Position identification data:
○ ○ ○
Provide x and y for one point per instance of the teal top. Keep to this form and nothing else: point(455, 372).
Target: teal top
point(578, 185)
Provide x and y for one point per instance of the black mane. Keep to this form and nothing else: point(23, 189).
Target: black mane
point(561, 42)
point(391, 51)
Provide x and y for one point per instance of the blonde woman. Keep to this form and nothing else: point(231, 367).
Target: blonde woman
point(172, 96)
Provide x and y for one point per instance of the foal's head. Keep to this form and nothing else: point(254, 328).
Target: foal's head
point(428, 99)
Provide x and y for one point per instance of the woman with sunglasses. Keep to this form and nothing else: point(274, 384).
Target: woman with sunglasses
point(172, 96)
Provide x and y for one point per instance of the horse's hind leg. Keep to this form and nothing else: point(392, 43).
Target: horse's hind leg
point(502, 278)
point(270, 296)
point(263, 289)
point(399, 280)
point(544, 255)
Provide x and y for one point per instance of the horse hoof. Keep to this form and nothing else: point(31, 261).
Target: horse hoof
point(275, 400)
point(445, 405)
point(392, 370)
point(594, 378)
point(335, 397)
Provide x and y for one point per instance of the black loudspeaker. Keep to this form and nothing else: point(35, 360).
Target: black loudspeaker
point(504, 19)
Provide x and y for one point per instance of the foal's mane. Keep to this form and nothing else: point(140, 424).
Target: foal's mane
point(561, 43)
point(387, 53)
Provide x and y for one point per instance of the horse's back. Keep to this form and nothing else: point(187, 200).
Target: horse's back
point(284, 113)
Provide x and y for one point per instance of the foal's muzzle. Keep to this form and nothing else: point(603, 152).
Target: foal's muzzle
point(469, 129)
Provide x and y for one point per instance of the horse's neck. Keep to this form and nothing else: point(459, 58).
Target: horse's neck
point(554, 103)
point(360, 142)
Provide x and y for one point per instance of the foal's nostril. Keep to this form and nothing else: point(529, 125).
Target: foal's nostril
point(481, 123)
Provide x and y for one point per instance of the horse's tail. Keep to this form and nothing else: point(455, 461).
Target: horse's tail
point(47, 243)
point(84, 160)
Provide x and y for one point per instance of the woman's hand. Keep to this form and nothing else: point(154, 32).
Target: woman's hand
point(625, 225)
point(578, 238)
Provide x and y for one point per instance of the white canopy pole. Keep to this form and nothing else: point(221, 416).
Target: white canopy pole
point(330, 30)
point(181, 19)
○ ○ ○
Reproduce every line of the data above, without changing a single character.

> Response to the task
Provide x and y for one point per instance of the teal top. Keep to this form and nothing else: point(455, 372).
Target: teal top
point(578, 185)
Provide x and y for one point per instance of the black mane. Keep to this form and nothing else: point(23, 189).
Target: black mane
point(561, 42)
point(391, 51)
Provide x and y for one point per instance of the blonde woman. Keep to this form and nothing else: point(231, 367).
Target: blonde woman
point(172, 96)
Provide x and y for one point per instance of the foal's head. Keep to this form and nothing else: point(254, 328).
Target: foal's head
point(428, 99)
Provide x and y for one point per instance of the woman with sunglasses. Keep to this form and nothing else: point(274, 384).
Target: woman with sunglasses
point(172, 96)
Provide x and y for one point per instance of the horse's hind leg. Keep to this form and nothing else: point(392, 43).
Target: horse's hind leg
point(502, 278)
point(270, 296)
point(263, 289)
point(399, 280)
point(544, 255)
Provide x and y for one point per instance of the horse hoof. Keep to this form and nothing else: point(31, 261).
Target: horse hoof
point(275, 400)
point(445, 405)
point(392, 370)
point(594, 378)
point(335, 397)
Provide x and y for one point per instance of the black loudspeaker. Keep to this form and nothing else: point(35, 360).
Target: black loudspeaker
point(504, 19)
Provide x and y for one point per instance of the foal's mane. Keep to this form and nothing else: point(140, 424).
Target: foal's mane
point(561, 43)
point(387, 53)
Provide x and y for one point per instance of the horse's back. Keep to this form and nothing else: point(187, 200).
Target: horse's back
point(284, 113)
Provide x and y for one point per instance of the foal's muzzle. Keep to this form and nothing else: point(603, 152).
Target: foal's muzzle
point(469, 129)
Provide x and y for one point per instance of the horse's neck. Keep to this form and nothing else: point(459, 58).
Target: horse's neck
point(554, 103)
point(360, 142)
Provide x and y for one point per instance of the foal's nostril. Keep to this form and nothing else: point(529, 125).
Target: foal's nostril
point(481, 123)
Provide x and y for one point per instance of the horse's tail. Keep to this form and nothing else: point(455, 461).
Target: horse's tail
point(47, 243)
point(84, 160)
Provide x and y for one point per instance of the woman's hand. Keep to this form and nothing else: point(154, 32).
Target: woman's hand
point(625, 225)
point(578, 238)
Provide x and y for one point per instance of the white canopy pole. Keep to this form and nothing else: point(221, 416).
Target: white canopy pole
point(330, 30)
point(181, 19)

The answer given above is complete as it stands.